と、手元の用紙にメモをとりつつ、パジャマ、タオルに始まり、あらゆる小物、そして母のバッグの中(といっても、もはや母のバッグにはティッシュと筆記具しか残っていない)に至るまで持ち込んだものを一つ一つ調べる。

そんな看護師さんの姿を見ながら、ああ、この人は認知症の見守りに慣れてらっしゃるな、と私は思った。

母の趣味や好きなことを聞いたのは、話のきっかけを作るためだろう。認知症の人が不安を口にしたり興奮気味な時、あるいはそうで無い時ももちろん、「そういった話題」を糸口に機嫌をとったり交流の展開を図ろうとするのだろう。

そして、あれは何処にいった、これは何なの、は認知症の人のあるあるなので、あったものとなかったものを前もって知っておく、管理しておくというのも大切なことなのだろう。

S病院での「部分入れ歯紛失騒動」、あれはそもそもあったものが見つからないケースだった(結局、母のバッグの中にあった)が、初めからなかった物が見つからない・なくなったと騒がれるケースも十分あり得る話だ。

認知症の症状を持つ入院患者の持ち物チエックは、基本のキなのかもしれない。

▶ _取り組む作業_
提示文を、「と、手元の用紙にメモをとりつ」を含む箇所から書き写し始め、「らっしゃるな、と私は思った。」の後で止めること。

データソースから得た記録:
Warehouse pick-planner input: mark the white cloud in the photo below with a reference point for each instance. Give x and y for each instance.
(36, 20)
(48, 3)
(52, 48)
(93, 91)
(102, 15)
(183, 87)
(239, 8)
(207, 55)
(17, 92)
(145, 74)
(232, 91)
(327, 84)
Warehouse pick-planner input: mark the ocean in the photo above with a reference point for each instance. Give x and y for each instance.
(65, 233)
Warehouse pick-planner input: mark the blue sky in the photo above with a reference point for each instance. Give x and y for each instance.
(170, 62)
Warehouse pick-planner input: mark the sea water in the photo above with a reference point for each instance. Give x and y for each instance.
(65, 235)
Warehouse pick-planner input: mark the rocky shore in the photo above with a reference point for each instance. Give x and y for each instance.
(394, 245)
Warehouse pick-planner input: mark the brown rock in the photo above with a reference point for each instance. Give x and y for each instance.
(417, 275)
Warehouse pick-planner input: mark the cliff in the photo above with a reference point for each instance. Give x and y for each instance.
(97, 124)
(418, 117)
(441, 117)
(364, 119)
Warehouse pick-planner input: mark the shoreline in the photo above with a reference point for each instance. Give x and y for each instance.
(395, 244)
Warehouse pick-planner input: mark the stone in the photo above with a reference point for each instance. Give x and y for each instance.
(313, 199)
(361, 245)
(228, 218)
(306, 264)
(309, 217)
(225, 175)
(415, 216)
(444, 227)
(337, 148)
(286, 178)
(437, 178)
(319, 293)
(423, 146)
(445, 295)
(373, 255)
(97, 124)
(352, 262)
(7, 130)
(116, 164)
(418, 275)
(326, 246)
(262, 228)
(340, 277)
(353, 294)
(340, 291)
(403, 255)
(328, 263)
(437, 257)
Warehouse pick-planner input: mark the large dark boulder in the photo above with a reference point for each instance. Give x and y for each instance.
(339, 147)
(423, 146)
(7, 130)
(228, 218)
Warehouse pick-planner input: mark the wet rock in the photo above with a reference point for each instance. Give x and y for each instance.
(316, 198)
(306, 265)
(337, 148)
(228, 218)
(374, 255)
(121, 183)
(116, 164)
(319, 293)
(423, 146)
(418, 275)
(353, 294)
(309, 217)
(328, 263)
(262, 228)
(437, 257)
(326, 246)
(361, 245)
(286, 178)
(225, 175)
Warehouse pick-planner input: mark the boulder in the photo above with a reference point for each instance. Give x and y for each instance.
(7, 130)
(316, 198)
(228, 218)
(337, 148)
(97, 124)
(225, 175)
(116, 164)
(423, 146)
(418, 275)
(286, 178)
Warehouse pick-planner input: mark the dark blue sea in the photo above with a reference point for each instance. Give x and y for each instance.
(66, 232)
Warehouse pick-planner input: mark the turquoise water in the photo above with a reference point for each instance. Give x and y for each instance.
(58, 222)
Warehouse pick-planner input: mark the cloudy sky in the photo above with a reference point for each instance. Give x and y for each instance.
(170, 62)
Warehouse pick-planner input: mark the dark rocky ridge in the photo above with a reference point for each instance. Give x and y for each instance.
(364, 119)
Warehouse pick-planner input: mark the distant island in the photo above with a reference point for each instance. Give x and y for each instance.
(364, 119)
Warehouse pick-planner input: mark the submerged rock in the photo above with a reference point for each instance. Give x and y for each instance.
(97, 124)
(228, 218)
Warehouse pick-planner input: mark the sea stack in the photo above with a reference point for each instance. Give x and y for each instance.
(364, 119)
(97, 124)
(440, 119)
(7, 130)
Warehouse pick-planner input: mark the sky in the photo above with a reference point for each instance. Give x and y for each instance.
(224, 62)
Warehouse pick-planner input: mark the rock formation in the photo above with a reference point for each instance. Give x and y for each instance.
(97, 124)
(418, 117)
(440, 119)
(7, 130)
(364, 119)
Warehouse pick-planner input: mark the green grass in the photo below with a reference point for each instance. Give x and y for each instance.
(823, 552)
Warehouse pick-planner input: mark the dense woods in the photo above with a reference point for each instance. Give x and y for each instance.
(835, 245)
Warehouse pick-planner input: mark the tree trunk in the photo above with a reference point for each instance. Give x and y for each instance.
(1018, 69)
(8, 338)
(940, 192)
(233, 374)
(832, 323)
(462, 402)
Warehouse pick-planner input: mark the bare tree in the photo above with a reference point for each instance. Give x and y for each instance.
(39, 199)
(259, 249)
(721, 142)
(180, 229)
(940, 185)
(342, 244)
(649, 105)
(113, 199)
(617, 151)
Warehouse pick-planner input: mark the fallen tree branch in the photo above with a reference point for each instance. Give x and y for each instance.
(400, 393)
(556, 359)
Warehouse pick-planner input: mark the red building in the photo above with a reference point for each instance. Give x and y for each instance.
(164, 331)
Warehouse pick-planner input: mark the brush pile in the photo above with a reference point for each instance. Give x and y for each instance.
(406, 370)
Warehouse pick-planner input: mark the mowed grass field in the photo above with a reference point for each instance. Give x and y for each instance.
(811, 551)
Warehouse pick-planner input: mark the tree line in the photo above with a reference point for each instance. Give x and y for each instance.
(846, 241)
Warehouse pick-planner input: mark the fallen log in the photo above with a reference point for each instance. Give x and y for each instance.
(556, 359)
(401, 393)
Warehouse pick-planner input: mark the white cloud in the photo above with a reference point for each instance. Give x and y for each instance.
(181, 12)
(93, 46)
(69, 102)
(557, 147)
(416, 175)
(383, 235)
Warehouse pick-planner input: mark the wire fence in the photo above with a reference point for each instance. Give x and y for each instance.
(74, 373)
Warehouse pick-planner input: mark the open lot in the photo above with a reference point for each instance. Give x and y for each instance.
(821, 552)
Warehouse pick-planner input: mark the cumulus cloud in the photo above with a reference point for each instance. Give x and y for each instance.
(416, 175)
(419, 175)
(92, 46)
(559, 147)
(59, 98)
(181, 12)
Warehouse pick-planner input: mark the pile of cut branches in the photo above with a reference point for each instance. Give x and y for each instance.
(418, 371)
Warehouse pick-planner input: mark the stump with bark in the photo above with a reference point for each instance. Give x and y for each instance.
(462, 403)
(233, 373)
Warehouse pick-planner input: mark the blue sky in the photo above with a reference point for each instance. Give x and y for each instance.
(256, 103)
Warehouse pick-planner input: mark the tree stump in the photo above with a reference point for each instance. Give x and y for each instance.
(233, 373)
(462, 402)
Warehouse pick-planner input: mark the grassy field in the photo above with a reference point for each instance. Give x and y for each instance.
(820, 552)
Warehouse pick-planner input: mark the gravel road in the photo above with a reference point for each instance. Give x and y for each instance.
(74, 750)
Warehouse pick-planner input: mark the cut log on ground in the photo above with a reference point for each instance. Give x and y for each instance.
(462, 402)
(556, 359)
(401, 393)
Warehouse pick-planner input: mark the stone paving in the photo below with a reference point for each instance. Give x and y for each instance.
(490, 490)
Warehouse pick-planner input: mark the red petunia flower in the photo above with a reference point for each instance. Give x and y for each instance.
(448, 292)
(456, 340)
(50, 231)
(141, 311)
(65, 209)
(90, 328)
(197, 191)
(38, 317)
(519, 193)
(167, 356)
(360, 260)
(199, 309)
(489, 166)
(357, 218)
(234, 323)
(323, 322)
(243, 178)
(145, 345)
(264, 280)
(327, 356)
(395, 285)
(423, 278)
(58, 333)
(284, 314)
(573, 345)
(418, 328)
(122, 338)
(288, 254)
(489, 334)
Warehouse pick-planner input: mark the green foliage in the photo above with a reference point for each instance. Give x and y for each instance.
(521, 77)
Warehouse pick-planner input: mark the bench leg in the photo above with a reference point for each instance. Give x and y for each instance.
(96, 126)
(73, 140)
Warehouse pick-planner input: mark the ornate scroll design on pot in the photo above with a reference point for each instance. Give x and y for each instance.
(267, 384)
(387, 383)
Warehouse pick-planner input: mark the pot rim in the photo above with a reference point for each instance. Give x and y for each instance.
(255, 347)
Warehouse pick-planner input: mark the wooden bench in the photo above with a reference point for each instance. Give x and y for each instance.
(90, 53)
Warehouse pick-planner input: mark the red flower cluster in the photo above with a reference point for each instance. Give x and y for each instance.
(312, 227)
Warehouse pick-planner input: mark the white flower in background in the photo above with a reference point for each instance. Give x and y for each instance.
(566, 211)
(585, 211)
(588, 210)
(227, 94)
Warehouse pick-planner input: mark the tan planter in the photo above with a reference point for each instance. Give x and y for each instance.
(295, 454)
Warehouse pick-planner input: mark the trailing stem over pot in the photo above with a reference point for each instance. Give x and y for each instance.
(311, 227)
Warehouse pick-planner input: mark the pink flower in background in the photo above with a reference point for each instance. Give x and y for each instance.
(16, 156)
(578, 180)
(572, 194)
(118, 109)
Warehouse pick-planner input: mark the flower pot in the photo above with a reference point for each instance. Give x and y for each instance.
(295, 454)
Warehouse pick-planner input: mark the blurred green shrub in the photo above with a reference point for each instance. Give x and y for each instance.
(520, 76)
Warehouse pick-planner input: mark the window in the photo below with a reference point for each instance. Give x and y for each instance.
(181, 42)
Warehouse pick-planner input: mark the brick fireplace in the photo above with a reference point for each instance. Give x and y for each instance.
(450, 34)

▶ _解答例_
と、手元の用紙にメモをとりつつ、パジャマ、タオルに始まり、あらゆる小物、そして母のバッグの中(といっても、もはや母のバッグにはティッシュと筆記具しか残っていない)に至るまで持ち込んだものを一つ一つ調べる。

そんな看護師さんの姿を見ながら、ああ、この人は認知症の見守りに慣れてらっしゃるな、と私は思った。